━━━━━ EXTRACTED DATA ━━━━━
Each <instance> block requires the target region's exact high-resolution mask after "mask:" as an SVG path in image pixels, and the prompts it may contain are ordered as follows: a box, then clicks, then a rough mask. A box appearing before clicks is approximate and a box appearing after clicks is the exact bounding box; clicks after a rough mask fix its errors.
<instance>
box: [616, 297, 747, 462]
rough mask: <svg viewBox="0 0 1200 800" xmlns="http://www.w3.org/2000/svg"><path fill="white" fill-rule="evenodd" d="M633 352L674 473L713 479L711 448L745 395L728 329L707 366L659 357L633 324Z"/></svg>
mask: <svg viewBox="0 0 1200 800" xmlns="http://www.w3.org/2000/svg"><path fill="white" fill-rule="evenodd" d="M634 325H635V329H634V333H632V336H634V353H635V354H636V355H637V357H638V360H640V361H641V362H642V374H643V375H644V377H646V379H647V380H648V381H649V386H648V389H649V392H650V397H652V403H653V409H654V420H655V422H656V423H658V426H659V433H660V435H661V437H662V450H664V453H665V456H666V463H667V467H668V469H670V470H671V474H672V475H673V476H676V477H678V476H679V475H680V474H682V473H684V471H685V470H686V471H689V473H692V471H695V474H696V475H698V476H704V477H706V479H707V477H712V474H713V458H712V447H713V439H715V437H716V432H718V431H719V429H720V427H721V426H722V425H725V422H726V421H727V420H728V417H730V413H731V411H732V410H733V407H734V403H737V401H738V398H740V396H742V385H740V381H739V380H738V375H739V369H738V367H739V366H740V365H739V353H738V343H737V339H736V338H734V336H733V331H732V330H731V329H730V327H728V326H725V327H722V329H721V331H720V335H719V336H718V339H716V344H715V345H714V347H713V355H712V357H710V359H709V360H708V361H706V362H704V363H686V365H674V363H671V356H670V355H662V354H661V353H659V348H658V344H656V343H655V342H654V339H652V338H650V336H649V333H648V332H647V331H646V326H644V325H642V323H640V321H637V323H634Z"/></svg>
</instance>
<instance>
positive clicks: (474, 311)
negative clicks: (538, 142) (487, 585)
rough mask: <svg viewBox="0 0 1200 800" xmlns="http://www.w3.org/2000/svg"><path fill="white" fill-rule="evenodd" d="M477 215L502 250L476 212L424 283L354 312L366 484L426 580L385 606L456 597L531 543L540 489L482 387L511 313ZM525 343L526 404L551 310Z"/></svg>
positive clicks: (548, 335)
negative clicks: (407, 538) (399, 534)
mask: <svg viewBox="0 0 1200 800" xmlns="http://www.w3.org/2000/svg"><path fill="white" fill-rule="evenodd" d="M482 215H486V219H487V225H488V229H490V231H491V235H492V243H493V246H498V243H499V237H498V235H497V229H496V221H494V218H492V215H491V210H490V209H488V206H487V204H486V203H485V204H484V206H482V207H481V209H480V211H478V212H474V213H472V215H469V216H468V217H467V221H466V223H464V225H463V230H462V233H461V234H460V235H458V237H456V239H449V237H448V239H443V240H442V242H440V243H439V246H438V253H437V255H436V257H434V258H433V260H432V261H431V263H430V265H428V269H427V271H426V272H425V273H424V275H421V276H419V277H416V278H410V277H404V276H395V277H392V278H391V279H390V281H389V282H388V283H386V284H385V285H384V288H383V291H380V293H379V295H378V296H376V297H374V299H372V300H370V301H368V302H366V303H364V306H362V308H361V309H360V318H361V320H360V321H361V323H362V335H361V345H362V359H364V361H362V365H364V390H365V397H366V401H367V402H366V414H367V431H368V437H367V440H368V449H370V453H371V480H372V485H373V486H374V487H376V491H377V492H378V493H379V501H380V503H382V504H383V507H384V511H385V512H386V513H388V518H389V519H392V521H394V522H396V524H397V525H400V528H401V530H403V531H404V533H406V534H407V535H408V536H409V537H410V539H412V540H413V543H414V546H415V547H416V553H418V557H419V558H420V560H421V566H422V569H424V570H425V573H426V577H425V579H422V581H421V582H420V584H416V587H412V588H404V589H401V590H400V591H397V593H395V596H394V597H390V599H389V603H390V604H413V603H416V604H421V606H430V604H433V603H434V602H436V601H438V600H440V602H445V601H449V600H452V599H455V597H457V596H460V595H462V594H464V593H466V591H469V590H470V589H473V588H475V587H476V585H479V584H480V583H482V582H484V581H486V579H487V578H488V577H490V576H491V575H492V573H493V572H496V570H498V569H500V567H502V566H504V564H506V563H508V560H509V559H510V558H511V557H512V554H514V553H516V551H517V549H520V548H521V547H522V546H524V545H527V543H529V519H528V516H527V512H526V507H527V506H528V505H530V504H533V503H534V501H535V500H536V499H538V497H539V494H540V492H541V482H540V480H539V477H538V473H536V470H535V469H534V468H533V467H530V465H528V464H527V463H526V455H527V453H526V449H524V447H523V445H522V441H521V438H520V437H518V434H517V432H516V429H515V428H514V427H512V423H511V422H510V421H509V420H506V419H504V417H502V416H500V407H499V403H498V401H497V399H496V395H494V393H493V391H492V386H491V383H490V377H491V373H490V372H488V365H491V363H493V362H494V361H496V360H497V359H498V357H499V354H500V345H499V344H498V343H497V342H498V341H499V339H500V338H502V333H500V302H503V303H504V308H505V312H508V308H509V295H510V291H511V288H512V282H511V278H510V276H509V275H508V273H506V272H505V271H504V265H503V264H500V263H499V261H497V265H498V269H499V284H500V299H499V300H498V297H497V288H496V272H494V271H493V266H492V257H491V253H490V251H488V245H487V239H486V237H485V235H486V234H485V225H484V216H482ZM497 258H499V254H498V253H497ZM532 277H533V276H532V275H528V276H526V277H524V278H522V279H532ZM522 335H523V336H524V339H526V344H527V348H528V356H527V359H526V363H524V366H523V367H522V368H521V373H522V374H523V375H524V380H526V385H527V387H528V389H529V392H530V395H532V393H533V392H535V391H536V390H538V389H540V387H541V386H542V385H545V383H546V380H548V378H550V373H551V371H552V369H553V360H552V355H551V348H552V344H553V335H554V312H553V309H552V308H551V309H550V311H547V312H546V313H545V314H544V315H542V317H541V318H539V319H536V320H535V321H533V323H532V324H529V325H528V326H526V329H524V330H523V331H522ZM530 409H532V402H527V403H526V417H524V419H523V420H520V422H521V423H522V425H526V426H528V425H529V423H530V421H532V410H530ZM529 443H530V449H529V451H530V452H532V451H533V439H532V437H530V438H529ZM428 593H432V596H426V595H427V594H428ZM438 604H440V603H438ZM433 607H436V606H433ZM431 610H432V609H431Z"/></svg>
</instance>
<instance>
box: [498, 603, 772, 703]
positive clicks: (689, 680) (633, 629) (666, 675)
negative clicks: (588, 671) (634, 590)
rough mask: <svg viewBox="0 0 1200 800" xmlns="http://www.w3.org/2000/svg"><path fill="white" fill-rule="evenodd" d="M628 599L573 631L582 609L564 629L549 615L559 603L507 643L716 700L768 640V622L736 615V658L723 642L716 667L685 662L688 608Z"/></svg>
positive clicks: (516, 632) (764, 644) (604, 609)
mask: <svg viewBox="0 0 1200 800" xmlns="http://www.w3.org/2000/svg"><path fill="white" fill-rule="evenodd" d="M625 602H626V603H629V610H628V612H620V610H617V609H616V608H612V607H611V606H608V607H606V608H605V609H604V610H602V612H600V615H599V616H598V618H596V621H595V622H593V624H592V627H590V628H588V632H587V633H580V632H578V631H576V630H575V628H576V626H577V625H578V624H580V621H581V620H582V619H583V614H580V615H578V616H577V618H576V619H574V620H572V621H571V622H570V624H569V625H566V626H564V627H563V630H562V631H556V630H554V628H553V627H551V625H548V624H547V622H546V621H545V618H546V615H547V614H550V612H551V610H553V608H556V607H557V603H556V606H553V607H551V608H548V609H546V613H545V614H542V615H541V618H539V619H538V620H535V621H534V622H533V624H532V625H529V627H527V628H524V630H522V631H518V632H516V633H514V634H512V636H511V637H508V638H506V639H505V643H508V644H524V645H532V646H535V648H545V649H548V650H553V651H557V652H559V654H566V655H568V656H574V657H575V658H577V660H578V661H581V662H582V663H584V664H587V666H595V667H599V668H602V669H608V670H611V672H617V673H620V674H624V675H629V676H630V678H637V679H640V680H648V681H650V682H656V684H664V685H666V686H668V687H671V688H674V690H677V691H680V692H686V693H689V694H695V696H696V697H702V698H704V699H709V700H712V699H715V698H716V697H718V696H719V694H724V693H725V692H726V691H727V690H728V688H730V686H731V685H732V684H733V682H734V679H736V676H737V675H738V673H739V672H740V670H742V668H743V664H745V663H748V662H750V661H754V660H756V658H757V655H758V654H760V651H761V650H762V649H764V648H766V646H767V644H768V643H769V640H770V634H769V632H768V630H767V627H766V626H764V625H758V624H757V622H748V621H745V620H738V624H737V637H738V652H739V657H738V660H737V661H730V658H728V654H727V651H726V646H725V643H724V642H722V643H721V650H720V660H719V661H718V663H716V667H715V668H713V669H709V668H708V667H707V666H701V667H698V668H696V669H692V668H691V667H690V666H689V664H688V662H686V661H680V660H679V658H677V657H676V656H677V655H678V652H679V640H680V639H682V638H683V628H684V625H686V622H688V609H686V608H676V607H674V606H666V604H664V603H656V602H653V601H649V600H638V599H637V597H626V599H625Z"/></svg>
━━━━━
All lines in the data above from the one with "352L674 473L713 479L711" through the one with "positive clicks: (474, 311)" must be repeated exactly, and no others.

■ **SOLVED PROBLEM**
rough mask: <svg viewBox="0 0 1200 800" xmlns="http://www.w3.org/2000/svg"><path fill="white" fill-rule="evenodd" d="M633 352L674 473L713 479L711 448L745 395L728 329L707 366L659 357L633 324Z"/></svg>
mask: <svg viewBox="0 0 1200 800" xmlns="http://www.w3.org/2000/svg"><path fill="white" fill-rule="evenodd" d="M634 325H635V329H634V333H632V336H634V353H635V354H636V355H637V357H638V360H640V361H641V362H642V374H643V375H644V377H646V379H647V380H648V381H649V386H648V389H649V392H650V397H652V403H653V409H654V420H655V422H656V423H658V426H659V433H660V435H661V437H662V450H664V453H665V456H666V463H667V467H668V469H670V470H671V474H672V475H673V476H676V477H678V476H679V475H680V474H682V473H684V471H685V470H686V471H689V473H692V471H695V474H696V475H698V476H704V477H706V479H707V477H712V474H713V458H712V447H713V439H715V437H716V432H718V431H719V429H720V427H721V426H722V425H725V422H726V421H727V420H728V417H730V413H731V411H732V410H733V407H734V403H737V401H738V398H740V396H742V385H740V381H739V380H738V375H739V369H738V367H739V366H740V365H739V353H738V343H737V339H736V338H734V336H733V331H732V330H731V329H730V327H728V326H725V327H722V329H721V331H720V335H719V336H718V339H716V344H715V345H714V347H713V355H712V357H710V359H709V360H708V361H706V362H704V363H686V365H674V363H671V356H670V355H662V354H661V353H659V348H658V344H656V343H655V342H654V339H652V338H650V336H649V333H648V332H647V331H646V326H644V325H642V323H640V321H637V323H634Z"/></svg>
</instance>
<instance>
positive clicks: (474, 311)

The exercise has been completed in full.